■ **TEXT PASSAGE**
+---+

The Return of the Zumwalt Guided-Missile Destroyers
Mackenzie Eaglen / Lajos F. Szaszdi /
The U.S. Navy has approved contracts to finish building the hulls of the second and third ships of the Zumwalt class of guided-missile destroyers being constructed at General Dynamics Bath Iron Works in Maine. The $1.8 billion contract will also fund systems integration of the DDG-1001 Michael Monsoor and DDG-1002. The second ship of the class is named after the late Navy SEAL Michael A. Monsoor, who received the Medal of Honor for sacrificing his life for his fellow SEAL team members in Iraq.
Despite the fact that the military is implementing massive budget cuts right now, the Navy’s decision to complete the final two destroyers of the Zumwalt class is sound. As Heritage described at length, Zumwalt destroyers are truly 21st century warships in technological advancements and firepower. Compared to the Arleigh Burke class of guided-missile destroyers, the Zumwalts are the equivalent of the dreadnought battleships at the beginning of the 20th century, with the Arleigh Burkes being comparatively pre-dreadnoughts.

+---+

■ **RECORD EXCERPTS**
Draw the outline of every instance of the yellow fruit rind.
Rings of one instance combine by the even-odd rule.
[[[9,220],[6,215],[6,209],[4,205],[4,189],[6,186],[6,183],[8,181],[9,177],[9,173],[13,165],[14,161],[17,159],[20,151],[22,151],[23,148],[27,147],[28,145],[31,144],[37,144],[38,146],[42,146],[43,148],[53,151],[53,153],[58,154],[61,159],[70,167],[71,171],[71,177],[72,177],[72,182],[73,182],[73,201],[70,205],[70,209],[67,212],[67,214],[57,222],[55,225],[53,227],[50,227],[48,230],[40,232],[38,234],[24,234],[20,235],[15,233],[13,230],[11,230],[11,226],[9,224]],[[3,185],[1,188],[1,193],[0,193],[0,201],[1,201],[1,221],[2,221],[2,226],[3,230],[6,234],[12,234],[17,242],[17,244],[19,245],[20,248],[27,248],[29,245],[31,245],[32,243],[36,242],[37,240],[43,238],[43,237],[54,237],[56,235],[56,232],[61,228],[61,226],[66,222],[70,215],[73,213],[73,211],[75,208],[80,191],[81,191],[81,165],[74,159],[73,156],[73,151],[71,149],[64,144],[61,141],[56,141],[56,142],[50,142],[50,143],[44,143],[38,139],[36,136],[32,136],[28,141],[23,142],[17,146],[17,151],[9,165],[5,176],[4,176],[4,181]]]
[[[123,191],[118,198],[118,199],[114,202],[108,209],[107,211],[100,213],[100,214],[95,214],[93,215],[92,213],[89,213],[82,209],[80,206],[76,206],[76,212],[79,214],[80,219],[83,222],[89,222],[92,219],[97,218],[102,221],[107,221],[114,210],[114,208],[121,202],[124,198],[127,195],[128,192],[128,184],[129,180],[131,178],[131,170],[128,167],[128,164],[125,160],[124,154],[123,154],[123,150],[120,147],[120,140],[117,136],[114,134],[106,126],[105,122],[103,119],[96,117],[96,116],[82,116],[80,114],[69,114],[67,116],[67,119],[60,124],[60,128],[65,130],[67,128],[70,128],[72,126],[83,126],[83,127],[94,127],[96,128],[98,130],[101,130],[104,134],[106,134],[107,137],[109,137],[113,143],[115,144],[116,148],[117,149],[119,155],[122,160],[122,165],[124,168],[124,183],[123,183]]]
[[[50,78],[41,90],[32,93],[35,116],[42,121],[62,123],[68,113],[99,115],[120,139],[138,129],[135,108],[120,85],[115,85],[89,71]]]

+---+

■ **EXERCISE REQUIREMENTS**
A – Answer these questions from the article on the Zumwalt destroyers.
(i) Where are the second and third ships of the class being constructed?
(ii) What is the value of the contract the Navy approved?
(iii) To what does the article liken the Zumwalts when comparing them with the Arleigh Burke class?
B – Copy word for word the part of the Zumwalt destroyer article starting with "Despite the fact" and going on through "being comparatively pre-dreadnoughts.".
C – According to the Zumwalt destroyer article, why is the Navy's decision to complete the final two destroyers of the class sound despite the budget cuts? Answer in one to three sentences.

■ **ANSWERS BY ITEM**
A –
(i) At General Dynamics Bath Iron Works in Maine.
(ii) $1.8 billion.
(iii) To the dreadnought battleships at the beginning of the 20th century, with the Arleigh Burkes being comparatively pre-dreadnoughts.

B –
Despite the fact that the military is implementing massive budget cuts right now, the Navy’s decision to complete the final two destroyers of the Zumwalt class is sound. As Heritage described at length, Zumwalt destroyers are truly 21st century warships in technological advancements and firepower. Compared to the Arleigh Burke class of guided-missile destroyers, the Zumwalts are the equivalent of the dreadnought battleships at the beginning of the 20th century, with the Arleigh Burkes being comparatively pre-dreadnoughts.

C – The decision is sound because Zumwalt destroyers are truly 21st-century warships in their technological advancements and firepower. Compared with the Arleigh Burke class, they are the equivalent of the dreadnought battleships at the beginning of the 20th century.